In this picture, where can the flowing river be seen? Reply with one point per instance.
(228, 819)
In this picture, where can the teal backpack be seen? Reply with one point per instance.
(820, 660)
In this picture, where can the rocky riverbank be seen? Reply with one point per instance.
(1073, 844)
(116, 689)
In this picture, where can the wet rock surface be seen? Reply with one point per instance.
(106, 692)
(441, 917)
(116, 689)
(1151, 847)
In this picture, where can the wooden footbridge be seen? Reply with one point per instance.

========

# Task brief
Restate word for word the lines running from the line that holds "In this picture, where can the teal" to the final line of the entries.

# Solved problem
In this picture, where can the teal backpack be seen? Reply with one point per instance.
(820, 660)
In this picture, where can the rocky riverbank be seen? Reply with one point per instance.
(1073, 844)
(116, 689)
In this picture, where can the wet rock surface be seen? Reply with one point per instance.
(106, 692)
(441, 917)
(116, 689)
(1151, 847)
In this picture, where can the wooden footbridge be seen? Reply with one point per instance.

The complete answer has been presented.